Problem to work on:
Rewrite the part of the blog post that opens with the words containing "1. Yesterday, I" and closes with "thing since 1987.", swapping "coffee" for "tea".

-- start of Passage shown --

QT’s Hymen, Work Wife, CERN, and I….am a biter.
1. Yesterday, I went to QTMama‘s blog and nearly choked on my coffee when I read the title entry: “My Hymen and Random Esquire.”
It isn’t every day you see something like that. And by ‘something like that’, I mean QT’s hymen. Because let’s face it. No one’s seen that thing since 1987.
2. I received an e-mail today from a co-worker who does a great deal of work on contracts for me. She’s very detail oriented and seldom misses anything. I, however, have been underwater working on deals and so she had some outstanding items with me about which she needed my legal opinion. Her e-mail politely laid out those items, generally, as such:
a. You have this, review that, get back to me on this.
b. See the attached e-mail. Review language, provide your review and approval.
c. Open the document attached, check x and y, please approve.
And at the end of the e-mail was this line:
“Dinner will be ready at 7:30 p.m. and don’t forget to leave your dry cleaning on my table tomorrow morning.”
So. I guess I’ve got a work wife to go along with my work girlfriend.

-- end of Passage shown --
-- start of Collected material --

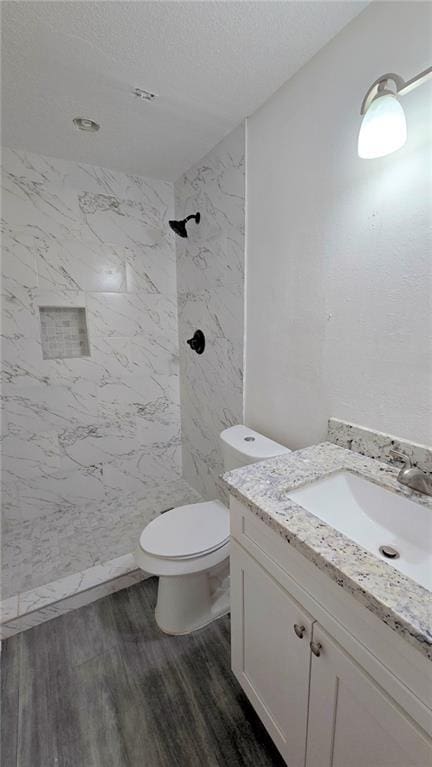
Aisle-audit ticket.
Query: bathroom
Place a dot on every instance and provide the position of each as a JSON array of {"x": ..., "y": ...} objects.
[{"x": 216, "y": 541}]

-- end of Collected material --

Written solution:
1. Yesterday, I went to QTMama‘s blog and nearly choked on my tea when I read the title entry: “My Hymen and Random Esquire.”
It isn’t every day you see something like that. And by ‘something like that’, I mean QT’s hymen. Because let’s face it. No one’s seen that thing since 1987.